### Dataset records
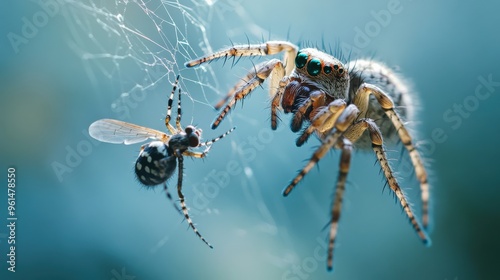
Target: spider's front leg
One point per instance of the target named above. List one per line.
(361, 100)
(353, 134)
(345, 119)
(273, 68)
(256, 77)
(267, 48)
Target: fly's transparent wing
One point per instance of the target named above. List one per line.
(118, 132)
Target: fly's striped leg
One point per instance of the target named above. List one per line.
(262, 72)
(170, 198)
(361, 100)
(268, 48)
(203, 154)
(343, 122)
(345, 162)
(169, 107)
(179, 113)
(182, 201)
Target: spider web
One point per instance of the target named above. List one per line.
(138, 45)
(141, 45)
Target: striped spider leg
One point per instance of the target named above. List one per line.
(158, 159)
(337, 102)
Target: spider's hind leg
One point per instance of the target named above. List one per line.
(361, 99)
(183, 202)
(353, 133)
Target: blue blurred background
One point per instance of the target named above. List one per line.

### Directive
Reproduce the data from the line containing "Target: striped spider leg" through the end of the data, including both of those lines and every line between them. Shift each point coordinate by -41 and leave all other text unchanged.

### Result below
Target: striped spider leg
One point per instance of the target named above. List one per line.
(117, 118)
(296, 61)
Target: spider's hind leg
One point per instance of the target named above. List one per line.
(320, 58)
(142, 161)
(312, 92)
Target: blue blurred background
One point per instance of the target named above. List one per line.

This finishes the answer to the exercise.